## TASK PROMPT
Report each line of the data that contains the string "before".

## MATERIAL FOR THE TASK

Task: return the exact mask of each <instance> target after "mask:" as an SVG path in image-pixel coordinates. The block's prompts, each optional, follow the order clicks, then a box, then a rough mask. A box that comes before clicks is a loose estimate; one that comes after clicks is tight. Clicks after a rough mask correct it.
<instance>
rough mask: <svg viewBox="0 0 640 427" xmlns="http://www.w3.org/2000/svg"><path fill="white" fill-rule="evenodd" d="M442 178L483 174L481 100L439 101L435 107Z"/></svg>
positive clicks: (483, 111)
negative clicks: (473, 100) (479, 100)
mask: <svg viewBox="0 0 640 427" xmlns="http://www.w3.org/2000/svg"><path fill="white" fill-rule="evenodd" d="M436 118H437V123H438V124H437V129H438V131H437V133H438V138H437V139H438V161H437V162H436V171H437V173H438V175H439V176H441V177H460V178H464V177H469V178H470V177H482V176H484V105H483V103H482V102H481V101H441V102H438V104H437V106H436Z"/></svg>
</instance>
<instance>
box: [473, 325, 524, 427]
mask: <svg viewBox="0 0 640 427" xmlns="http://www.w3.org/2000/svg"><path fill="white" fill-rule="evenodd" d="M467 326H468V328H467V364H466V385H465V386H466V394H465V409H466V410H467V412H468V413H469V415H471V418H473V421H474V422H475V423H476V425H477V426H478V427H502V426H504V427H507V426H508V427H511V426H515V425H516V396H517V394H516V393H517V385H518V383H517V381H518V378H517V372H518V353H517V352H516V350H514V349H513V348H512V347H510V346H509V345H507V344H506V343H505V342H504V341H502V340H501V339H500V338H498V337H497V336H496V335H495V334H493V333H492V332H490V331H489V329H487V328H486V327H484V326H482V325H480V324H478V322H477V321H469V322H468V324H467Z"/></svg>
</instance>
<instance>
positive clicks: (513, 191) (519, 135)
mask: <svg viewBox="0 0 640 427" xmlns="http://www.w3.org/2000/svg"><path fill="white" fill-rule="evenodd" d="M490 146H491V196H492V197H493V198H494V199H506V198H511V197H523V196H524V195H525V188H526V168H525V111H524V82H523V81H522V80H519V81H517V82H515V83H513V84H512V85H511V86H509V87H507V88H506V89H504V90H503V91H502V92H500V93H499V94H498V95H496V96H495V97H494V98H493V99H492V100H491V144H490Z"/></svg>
==
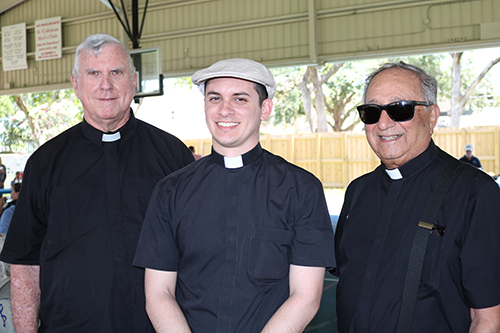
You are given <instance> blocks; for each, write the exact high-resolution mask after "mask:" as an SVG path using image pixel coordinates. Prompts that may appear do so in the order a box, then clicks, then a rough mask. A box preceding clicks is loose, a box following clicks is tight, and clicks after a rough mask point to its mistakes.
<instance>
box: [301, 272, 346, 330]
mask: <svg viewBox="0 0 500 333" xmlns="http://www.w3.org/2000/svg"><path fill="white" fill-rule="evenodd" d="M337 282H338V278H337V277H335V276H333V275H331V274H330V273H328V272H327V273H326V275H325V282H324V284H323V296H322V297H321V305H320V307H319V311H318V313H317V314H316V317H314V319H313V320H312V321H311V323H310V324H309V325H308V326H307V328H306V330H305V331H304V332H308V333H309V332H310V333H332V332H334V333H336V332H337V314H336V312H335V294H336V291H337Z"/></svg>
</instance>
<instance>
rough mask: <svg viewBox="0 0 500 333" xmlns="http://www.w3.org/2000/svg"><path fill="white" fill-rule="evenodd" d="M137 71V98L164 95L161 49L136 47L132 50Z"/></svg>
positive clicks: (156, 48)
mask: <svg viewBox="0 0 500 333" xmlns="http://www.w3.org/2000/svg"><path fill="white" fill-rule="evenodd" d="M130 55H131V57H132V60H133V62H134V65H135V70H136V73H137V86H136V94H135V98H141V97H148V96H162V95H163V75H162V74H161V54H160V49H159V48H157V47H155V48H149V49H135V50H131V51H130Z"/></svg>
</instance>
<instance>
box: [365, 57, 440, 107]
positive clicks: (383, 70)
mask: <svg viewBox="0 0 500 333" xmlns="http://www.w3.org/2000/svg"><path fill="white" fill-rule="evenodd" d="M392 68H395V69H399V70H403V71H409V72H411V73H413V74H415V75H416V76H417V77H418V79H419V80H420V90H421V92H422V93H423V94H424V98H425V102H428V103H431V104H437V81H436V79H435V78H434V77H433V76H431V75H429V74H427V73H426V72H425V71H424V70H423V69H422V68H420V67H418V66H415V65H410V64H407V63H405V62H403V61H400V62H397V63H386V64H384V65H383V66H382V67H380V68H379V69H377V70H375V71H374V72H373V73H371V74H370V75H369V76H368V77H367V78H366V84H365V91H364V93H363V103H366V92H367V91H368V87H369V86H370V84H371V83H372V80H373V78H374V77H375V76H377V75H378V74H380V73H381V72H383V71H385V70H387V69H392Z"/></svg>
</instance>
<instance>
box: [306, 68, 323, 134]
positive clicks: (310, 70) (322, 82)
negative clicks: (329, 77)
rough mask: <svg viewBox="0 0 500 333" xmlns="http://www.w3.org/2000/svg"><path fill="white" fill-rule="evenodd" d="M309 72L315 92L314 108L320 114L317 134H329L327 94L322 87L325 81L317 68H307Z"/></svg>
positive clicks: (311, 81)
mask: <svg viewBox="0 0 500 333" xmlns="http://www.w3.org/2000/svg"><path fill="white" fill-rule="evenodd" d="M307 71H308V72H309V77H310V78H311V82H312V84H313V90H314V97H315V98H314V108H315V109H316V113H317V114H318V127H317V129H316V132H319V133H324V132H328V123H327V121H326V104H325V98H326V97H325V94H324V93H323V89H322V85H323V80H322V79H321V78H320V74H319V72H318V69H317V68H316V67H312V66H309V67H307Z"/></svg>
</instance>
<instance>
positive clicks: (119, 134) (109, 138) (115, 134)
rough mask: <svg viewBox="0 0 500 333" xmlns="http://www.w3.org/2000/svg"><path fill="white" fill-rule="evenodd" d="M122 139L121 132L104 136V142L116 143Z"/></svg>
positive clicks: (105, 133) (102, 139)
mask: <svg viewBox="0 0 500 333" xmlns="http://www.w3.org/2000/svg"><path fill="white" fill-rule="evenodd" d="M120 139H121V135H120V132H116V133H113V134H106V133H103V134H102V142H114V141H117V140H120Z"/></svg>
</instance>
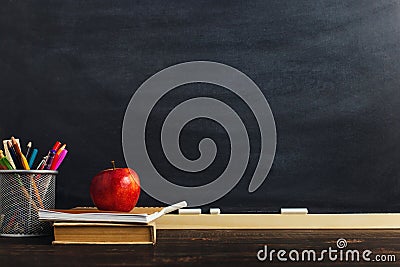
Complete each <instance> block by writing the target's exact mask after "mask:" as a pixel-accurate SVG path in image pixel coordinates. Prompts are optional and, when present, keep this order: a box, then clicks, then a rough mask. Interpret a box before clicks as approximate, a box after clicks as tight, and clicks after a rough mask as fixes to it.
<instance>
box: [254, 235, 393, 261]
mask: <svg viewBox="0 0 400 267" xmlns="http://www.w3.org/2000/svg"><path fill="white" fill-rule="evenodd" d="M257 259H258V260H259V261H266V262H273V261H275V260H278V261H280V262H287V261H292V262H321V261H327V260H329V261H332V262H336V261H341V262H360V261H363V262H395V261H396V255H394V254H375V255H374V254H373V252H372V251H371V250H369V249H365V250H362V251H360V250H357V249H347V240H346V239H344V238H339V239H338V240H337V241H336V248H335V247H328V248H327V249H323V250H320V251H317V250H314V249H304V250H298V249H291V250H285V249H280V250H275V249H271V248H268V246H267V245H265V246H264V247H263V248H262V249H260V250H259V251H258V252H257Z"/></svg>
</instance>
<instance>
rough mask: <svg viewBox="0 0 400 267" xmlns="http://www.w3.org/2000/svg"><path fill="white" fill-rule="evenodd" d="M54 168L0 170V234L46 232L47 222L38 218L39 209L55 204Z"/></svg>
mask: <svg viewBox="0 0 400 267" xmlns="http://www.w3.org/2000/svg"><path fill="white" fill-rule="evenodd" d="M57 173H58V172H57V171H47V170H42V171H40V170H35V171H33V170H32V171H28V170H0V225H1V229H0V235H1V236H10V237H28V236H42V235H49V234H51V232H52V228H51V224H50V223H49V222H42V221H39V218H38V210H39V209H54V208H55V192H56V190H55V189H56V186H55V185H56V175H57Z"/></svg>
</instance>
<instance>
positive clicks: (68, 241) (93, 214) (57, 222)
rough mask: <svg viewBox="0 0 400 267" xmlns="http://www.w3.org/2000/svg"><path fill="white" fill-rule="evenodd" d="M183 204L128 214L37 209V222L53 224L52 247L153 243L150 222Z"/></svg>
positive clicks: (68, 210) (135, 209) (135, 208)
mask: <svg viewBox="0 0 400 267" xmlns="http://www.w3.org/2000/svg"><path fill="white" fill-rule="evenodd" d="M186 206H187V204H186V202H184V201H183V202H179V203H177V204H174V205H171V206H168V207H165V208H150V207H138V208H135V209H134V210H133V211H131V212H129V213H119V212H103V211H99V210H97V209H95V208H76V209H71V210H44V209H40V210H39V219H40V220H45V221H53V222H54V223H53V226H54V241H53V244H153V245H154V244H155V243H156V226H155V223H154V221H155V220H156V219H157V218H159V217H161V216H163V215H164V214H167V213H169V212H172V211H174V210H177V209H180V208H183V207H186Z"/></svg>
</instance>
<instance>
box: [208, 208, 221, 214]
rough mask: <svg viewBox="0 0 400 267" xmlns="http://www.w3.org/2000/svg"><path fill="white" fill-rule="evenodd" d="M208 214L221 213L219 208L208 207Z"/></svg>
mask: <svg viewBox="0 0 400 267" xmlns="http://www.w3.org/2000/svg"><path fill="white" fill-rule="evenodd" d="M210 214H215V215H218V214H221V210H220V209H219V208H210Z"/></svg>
==
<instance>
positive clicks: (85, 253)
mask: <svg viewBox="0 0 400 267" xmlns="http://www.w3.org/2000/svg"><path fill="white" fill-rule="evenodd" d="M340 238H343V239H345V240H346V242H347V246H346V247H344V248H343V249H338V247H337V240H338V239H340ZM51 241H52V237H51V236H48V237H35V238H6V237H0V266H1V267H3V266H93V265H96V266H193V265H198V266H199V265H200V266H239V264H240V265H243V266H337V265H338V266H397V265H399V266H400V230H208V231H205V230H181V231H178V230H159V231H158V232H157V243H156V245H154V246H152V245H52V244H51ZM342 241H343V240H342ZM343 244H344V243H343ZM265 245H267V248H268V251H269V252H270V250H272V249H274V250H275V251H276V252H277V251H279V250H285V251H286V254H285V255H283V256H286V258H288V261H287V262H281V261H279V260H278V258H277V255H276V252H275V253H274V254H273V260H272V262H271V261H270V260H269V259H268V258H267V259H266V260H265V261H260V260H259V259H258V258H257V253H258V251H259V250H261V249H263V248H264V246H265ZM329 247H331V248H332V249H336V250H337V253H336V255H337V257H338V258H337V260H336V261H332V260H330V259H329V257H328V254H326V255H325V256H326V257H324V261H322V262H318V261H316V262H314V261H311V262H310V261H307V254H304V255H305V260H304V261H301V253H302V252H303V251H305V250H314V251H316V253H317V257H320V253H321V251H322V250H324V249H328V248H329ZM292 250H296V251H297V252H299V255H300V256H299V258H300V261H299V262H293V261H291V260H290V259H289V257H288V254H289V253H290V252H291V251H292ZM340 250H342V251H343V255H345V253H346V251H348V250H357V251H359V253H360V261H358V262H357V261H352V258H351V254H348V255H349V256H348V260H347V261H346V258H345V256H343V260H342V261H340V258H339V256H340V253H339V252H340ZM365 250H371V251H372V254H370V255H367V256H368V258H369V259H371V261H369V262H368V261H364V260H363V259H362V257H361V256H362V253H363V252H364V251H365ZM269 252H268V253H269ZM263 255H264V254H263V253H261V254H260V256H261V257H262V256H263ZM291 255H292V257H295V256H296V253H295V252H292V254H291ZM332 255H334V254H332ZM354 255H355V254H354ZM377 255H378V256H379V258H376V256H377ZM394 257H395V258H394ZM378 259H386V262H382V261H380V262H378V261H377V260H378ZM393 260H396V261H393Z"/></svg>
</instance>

## EXPECTED ANSWER
Task: return the exact mask of each <instance> target after "mask:" as an SVG path in image-pixel coordinates. The block's prompts, each optional, follow the order clicks, then a box, then a rough mask. A box that comes before clicks is a loose estimate; one that comes after clicks is tight. Clicks after a rough mask correct it.
Complete each <instance> block by writing the target's exact mask after "mask:" as a pixel-accurate SVG path in image pixel coordinates. Prompts are optional and, when present, keep this order: a box, then clicks, then a rough mask. Interpret a box before clicks as approximate, a box after clicks as tight, and clicks after a rough mask as fixes to it.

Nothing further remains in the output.